Inside a Termes robot from Harvard University's Self-Organizing Systems Research Group.

Inside a Termes robot from Harvard University's Self-Organizing Systems Research Group.

Credit: Ian Allen

The machines are coming—and you can expect they’ll be vying for a spot on your project team. But rather than the utilitarian, single-task robotic arms and cranes of decades past, today’s mechanical builders are smaller, lither, and can tackle a range of construction duties from surveying rugged terrain to building a foundation. For a point of comparison, consider that one of the first construction robots, which was developed by Japanese construction firm Shimizu in the early 1980s, consisted of an arm that sprayed fireproofing material on steel frames

The change is driven by an interest in design, says Martin Bechthold, who heads the Design Robotics Group at Harvard’s Graduate School of Design. “We’re not asking, ‘How can we do what we do, and do it more efficiently?’ ” he says. “We’re asking, ‘How can we do new and exciting things?’ ”

Though the latest construction robots are limited to working in controlled environments, developers of the following five machines are prepping for a future in which automation rules on even the most unwieldy jobsites.

*ENTRIES*.

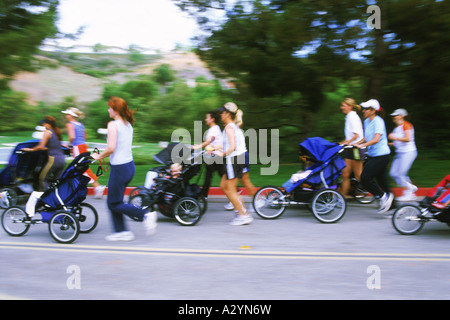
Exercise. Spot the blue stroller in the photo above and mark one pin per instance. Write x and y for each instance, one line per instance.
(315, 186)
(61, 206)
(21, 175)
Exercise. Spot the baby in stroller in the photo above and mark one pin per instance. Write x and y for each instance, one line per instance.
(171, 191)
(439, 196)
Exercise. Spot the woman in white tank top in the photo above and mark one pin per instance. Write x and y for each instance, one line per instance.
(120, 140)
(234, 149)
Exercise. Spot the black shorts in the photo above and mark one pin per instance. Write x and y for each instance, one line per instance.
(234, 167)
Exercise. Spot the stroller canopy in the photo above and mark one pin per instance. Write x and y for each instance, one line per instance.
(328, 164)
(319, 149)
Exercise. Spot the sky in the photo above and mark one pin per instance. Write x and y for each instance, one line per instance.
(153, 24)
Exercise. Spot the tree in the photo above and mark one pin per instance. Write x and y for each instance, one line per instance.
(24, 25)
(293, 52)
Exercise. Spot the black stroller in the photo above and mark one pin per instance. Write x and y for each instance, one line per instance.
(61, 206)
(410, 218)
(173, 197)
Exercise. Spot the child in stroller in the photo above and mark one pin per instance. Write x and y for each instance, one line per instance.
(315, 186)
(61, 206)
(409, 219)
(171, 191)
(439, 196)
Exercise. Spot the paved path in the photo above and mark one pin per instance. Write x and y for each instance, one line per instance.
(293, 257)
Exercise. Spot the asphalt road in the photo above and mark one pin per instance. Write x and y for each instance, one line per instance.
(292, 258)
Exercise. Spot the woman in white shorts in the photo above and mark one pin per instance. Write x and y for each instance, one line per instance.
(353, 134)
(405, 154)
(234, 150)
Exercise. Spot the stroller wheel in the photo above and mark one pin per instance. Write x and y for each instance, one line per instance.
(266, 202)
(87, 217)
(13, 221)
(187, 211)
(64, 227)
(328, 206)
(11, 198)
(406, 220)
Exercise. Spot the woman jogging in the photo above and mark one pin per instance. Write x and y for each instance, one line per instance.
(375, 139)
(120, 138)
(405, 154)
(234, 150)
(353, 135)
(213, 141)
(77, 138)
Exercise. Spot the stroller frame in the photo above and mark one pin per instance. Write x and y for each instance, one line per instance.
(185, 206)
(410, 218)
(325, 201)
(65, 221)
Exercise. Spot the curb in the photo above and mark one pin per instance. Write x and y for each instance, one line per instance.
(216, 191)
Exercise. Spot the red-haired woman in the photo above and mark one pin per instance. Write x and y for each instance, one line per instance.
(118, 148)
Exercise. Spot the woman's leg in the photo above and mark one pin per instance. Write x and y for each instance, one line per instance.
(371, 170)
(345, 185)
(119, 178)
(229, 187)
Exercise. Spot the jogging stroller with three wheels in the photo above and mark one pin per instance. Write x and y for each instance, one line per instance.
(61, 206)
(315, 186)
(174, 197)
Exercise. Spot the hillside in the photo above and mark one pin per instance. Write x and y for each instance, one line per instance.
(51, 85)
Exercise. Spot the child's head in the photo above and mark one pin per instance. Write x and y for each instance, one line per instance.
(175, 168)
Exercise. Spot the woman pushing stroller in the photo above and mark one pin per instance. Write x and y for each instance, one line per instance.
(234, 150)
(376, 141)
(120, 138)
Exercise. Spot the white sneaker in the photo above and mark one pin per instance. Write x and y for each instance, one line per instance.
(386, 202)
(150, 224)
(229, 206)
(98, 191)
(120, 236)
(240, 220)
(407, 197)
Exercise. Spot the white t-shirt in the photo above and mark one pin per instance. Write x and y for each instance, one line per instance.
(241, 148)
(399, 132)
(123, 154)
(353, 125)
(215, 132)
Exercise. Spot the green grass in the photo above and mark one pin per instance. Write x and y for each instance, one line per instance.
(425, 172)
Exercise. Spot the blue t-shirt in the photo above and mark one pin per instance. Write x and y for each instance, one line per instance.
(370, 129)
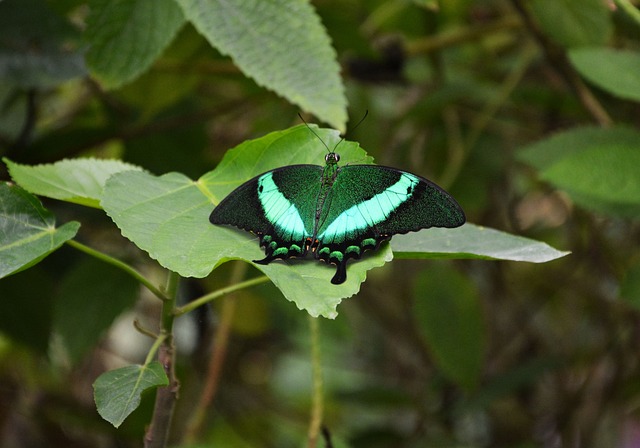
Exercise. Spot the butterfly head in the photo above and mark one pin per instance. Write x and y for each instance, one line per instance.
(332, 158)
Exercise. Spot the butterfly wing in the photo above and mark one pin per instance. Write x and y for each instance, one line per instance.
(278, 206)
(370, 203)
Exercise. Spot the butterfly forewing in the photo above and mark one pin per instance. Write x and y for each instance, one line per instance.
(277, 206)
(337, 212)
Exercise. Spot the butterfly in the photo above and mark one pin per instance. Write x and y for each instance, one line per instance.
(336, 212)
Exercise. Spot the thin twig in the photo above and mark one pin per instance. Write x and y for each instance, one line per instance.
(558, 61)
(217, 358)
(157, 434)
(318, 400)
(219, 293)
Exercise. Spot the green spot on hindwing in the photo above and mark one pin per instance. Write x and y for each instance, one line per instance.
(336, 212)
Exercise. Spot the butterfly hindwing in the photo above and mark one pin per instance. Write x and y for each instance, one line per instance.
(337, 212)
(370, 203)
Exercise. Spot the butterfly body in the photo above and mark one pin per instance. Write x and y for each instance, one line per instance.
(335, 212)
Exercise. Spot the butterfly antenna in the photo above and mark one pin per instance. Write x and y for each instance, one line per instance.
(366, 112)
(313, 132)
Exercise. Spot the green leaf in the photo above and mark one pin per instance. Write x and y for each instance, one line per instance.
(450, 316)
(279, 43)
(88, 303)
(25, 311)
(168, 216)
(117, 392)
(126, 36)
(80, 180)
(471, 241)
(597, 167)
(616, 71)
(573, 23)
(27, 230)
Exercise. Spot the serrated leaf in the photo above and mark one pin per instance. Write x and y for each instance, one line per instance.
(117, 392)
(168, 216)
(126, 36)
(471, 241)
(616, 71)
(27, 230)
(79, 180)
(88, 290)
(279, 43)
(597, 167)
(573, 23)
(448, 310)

*EXERCISE SET*.
A - Swap "jobsites" for "building sites" in the construction robots article, giving it again between "Though the latest" and "most unwieldy jobsites.", inclusive.
B - According to the construction robots article, what did the early robot developed by Shimizu in the early 1980s do?

*TASK RESPONSES*.
A -
Though the latest construction robots are limited to working in controlled environments, developers of the following five machines are prepping for a future in which automation rules on even the most unwieldy building sites.

B - It was an arm that sprayed fireproofing material on steel frames.